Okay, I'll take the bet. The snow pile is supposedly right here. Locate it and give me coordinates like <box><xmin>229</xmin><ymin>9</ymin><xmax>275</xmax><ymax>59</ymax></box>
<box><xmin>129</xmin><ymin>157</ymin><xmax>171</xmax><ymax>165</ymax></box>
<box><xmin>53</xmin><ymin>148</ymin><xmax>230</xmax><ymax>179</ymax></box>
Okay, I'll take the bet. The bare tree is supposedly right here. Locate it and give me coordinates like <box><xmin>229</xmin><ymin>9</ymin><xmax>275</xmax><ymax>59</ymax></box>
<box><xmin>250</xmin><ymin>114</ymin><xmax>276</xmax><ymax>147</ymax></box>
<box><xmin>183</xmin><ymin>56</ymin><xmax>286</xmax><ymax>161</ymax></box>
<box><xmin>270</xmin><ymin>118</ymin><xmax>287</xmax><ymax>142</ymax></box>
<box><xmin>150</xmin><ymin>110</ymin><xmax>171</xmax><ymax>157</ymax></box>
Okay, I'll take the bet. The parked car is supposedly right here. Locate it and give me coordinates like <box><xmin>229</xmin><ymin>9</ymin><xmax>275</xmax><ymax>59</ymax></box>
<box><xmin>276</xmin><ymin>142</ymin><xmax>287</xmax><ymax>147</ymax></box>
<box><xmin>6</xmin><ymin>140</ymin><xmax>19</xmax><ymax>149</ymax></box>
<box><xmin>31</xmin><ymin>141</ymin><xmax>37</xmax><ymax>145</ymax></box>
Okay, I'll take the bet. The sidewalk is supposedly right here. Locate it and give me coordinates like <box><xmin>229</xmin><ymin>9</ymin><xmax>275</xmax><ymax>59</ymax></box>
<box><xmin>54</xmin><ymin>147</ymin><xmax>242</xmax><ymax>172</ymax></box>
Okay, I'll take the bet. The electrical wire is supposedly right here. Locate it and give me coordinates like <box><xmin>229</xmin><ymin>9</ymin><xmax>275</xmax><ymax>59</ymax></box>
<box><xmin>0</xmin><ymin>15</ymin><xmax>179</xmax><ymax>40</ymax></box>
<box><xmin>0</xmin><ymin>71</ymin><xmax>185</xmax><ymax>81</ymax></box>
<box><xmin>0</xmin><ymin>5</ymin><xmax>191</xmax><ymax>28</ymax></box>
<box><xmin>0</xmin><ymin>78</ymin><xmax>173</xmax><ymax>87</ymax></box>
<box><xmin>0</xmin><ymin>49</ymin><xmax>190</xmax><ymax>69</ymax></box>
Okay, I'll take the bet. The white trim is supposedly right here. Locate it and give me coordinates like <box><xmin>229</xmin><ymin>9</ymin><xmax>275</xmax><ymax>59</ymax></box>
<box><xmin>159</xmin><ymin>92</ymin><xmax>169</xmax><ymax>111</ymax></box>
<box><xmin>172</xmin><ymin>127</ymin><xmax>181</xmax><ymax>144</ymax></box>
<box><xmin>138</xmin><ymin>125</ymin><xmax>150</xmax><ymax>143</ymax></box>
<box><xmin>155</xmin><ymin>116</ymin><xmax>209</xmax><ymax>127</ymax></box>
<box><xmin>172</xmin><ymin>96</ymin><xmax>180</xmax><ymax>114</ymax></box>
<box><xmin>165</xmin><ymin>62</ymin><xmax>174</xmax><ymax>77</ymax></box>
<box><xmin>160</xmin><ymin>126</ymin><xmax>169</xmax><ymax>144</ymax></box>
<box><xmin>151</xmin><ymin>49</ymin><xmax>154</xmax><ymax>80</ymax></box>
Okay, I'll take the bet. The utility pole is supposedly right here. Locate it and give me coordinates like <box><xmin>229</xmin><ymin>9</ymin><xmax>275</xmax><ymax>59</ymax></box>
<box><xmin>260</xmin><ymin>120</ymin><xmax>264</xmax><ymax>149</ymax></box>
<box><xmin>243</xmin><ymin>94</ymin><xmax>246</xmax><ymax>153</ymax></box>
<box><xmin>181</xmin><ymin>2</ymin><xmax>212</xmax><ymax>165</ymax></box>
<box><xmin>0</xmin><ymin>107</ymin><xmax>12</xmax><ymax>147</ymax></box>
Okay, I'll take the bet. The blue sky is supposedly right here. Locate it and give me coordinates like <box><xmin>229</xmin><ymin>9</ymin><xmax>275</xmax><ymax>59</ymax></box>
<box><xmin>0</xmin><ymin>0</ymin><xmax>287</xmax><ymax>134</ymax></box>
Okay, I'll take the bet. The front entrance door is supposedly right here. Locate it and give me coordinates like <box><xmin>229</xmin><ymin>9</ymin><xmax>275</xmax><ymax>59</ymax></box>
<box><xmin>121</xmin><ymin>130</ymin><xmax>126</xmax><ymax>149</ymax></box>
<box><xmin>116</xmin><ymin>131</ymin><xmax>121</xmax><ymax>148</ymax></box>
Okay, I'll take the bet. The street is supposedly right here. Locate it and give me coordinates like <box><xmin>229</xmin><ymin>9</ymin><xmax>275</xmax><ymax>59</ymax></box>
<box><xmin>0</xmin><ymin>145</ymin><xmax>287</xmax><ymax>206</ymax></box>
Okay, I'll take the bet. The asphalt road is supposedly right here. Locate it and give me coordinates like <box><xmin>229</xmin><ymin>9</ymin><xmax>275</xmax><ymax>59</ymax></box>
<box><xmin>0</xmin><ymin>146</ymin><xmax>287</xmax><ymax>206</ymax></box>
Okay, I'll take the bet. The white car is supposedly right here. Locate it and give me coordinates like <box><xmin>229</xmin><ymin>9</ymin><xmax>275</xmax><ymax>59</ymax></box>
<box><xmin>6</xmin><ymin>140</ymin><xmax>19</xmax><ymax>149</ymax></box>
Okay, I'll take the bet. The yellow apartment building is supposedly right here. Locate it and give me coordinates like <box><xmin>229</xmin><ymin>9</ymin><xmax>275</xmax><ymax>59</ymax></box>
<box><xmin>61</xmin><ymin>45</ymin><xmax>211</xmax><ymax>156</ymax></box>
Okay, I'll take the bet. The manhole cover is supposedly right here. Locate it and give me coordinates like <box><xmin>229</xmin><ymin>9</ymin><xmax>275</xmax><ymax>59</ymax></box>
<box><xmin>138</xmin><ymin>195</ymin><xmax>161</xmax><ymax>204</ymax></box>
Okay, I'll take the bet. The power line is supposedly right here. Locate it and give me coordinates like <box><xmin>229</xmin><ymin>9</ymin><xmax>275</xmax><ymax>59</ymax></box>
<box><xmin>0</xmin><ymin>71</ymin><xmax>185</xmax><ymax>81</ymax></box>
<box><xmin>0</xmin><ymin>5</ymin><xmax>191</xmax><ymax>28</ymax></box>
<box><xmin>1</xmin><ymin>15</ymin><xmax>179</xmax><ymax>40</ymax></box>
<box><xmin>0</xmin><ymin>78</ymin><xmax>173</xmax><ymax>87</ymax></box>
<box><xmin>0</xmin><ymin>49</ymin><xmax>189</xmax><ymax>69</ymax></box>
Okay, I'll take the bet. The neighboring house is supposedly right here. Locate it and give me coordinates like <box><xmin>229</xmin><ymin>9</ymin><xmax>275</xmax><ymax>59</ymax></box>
__________________________________________________
_SHORT EXERCISE:_
Return all of the data above unchanged, keeping every line in its original order.

_SOLVED PROBLEM:_
Okay, I'll take the bet. The snow pile is supposedly right here. Locate it and give me coordinates like <box><xmin>229</xmin><ymin>9</ymin><xmax>275</xmax><ymax>59</ymax></box>
<box><xmin>129</xmin><ymin>157</ymin><xmax>171</xmax><ymax>165</ymax></box>
<box><xmin>53</xmin><ymin>148</ymin><xmax>230</xmax><ymax>179</ymax></box>
Okay, I'll take the bet. The bare tree is supposedly right here. Locate it and give me coordinates like <box><xmin>229</xmin><ymin>9</ymin><xmax>275</xmax><ymax>59</ymax></box>
<box><xmin>250</xmin><ymin>114</ymin><xmax>276</xmax><ymax>147</ymax></box>
<box><xmin>183</xmin><ymin>56</ymin><xmax>286</xmax><ymax>161</ymax></box>
<box><xmin>270</xmin><ymin>118</ymin><xmax>287</xmax><ymax>142</ymax></box>
<box><xmin>150</xmin><ymin>110</ymin><xmax>171</xmax><ymax>157</ymax></box>
Okay, I'll take the bet. The parked car is supposedly right here. Locate it and give me coordinates like <box><xmin>229</xmin><ymin>9</ymin><xmax>275</xmax><ymax>59</ymax></box>
<box><xmin>276</xmin><ymin>142</ymin><xmax>287</xmax><ymax>147</ymax></box>
<box><xmin>6</xmin><ymin>140</ymin><xmax>19</xmax><ymax>149</ymax></box>
<box><xmin>31</xmin><ymin>141</ymin><xmax>37</xmax><ymax>145</ymax></box>
Okay, I'll take the bet. The sidewalk is supposedly right here. Locate it and give me coordinates like <box><xmin>229</xmin><ymin>9</ymin><xmax>275</xmax><ymax>59</ymax></box>
<box><xmin>54</xmin><ymin>147</ymin><xmax>242</xmax><ymax>172</ymax></box>
Okay, I'll take the bet. The electrical wire is supposedly right here. Locate it and give me coordinates like <box><xmin>229</xmin><ymin>9</ymin><xmax>275</xmax><ymax>59</ymax></box>
<box><xmin>0</xmin><ymin>15</ymin><xmax>179</xmax><ymax>40</ymax></box>
<box><xmin>0</xmin><ymin>71</ymin><xmax>185</xmax><ymax>81</ymax></box>
<box><xmin>0</xmin><ymin>5</ymin><xmax>191</xmax><ymax>28</ymax></box>
<box><xmin>0</xmin><ymin>78</ymin><xmax>173</xmax><ymax>87</ymax></box>
<box><xmin>0</xmin><ymin>49</ymin><xmax>190</xmax><ymax>69</ymax></box>
Okay, I'll take the bet. The white trim is supposedly right here. Locate it and give me coordinates like <box><xmin>229</xmin><ymin>9</ymin><xmax>275</xmax><ymax>59</ymax></box>
<box><xmin>159</xmin><ymin>92</ymin><xmax>169</xmax><ymax>111</ymax></box>
<box><xmin>172</xmin><ymin>127</ymin><xmax>181</xmax><ymax>144</ymax></box>
<box><xmin>138</xmin><ymin>125</ymin><xmax>150</xmax><ymax>143</ymax></box>
<box><xmin>155</xmin><ymin>116</ymin><xmax>209</xmax><ymax>127</ymax></box>
<box><xmin>172</xmin><ymin>96</ymin><xmax>180</xmax><ymax>114</ymax></box>
<box><xmin>165</xmin><ymin>62</ymin><xmax>174</xmax><ymax>77</ymax></box>
<box><xmin>160</xmin><ymin>126</ymin><xmax>169</xmax><ymax>144</ymax></box>
<box><xmin>151</xmin><ymin>49</ymin><xmax>154</xmax><ymax>80</ymax></box>
Okay, I'll take the bet. The utility pole is supposedly right here. Locate it and give me coordinates like <box><xmin>229</xmin><ymin>9</ymin><xmax>275</xmax><ymax>59</ymax></box>
<box><xmin>260</xmin><ymin>120</ymin><xmax>264</xmax><ymax>149</ymax></box>
<box><xmin>243</xmin><ymin>94</ymin><xmax>246</xmax><ymax>153</ymax></box>
<box><xmin>181</xmin><ymin>2</ymin><xmax>212</xmax><ymax>165</ymax></box>
<box><xmin>0</xmin><ymin>107</ymin><xmax>12</xmax><ymax>147</ymax></box>
Okay, I'll take the bet. The blue sky is supposedly right here. Locate it and give me coordinates like <box><xmin>229</xmin><ymin>9</ymin><xmax>275</xmax><ymax>59</ymax></box>
<box><xmin>0</xmin><ymin>0</ymin><xmax>287</xmax><ymax>134</ymax></box>
Okay, I'll take the bet. The front entrance door is supposedly right here. Locate it and give me coordinates like <box><xmin>229</xmin><ymin>9</ymin><xmax>275</xmax><ymax>59</ymax></box>
<box><xmin>121</xmin><ymin>130</ymin><xmax>126</xmax><ymax>149</ymax></box>
<box><xmin>116</xmin><ymin>131</ymin><xmax>121</xmax><ymax>148</ymax></box>
Okay, I'll take the bet. The street is supposedly right here. Locate it and give me coordinates like <box><xmin>229</xmin><ymin>9</ymin><xmax>275</xmax><ymax>59</ymax></box>
<box><xmin>0</xmin><ymin>145</ymin><xmax>287</xmax><ymax>206</ymax></box>
Okay, I'll take the bet. The asphalt road is supposedly right here. Locate it and give me coordinates like <box><xmin>229</xmin><ymin>9</ymin><xmax>275</xmax><ymax>59</ymax></box>
<box><xmin>0</xmin><ymin>146</ymin><xmax>287</xmax><ymax>206</ymax></box>
Okay, I'll take the bet. The white car is supposedly right here. Locate it and give me coordinates like <box><xmin>229</xmin><ymin>9</ymin><xmax>275</xmax><ymax>59</ymax></box>
<box><xmin>6</xmin><ymin>140</ymin><xmax>19</xmax><ymax>149</ymax></box>
Okay, I'll take the bet. The yellow apartment building is supposedly right here. Locate it and give me coordinates like <box><xmin>229</xmin><ymin>9</ymin><xmax>275</xmax><ymax>59</ymax></box>
<box><xmin>61</xmin><ymin>45</ymin><xmax>211</xmax><ymax>156</ymax></box>
Okay, I'll take the bet. The manhole cover is supposedly right here. Locate it and give me coordinates like <box><xmin>229</xmin><ymin>9</ymin><xmax>275</xmax><ymax>59</ymax></box>
<box><xmin>138</xmin><ymin>195</ymin><xmax>161</xmax><ymax>204</ymax></box>
Okay, I'll take the bet. The power line is supposedly right here. Locate it and give me coordinates like <box><xmin>229</xmin><ymin>9</ymin><xmax>275</xmax><ymax>59</ymax></box>
<box><xmin>0</xmin><ymin>71</ymin><xmax>185</xmax><ymax>81</ymax></box>
<box><xmin>0</xmin><ymin>5</ymin><xmax>191</xmax><ymax>28</ymax></box>
<box><xmin>1</xmin><ymin>15</ymin><xmax>179</xmax><ymax>40</ymax></box>
<box><xmin>0</xmin><ymin>78</ymin><xmax>173</xmax><ymax>87</ymax></box>
<box><xmin>0</xmin><ymin>49</ymin><xmax>189</xmax><ymax>69</ymax></box>
Okay, I'll take the bet. The neighboring house is supposedly right here. Locate it and give me coordinates like <box><xmin>229</xmin><ymin>9</ymin><xmax>275</xmax><ymax>59</ymax></box>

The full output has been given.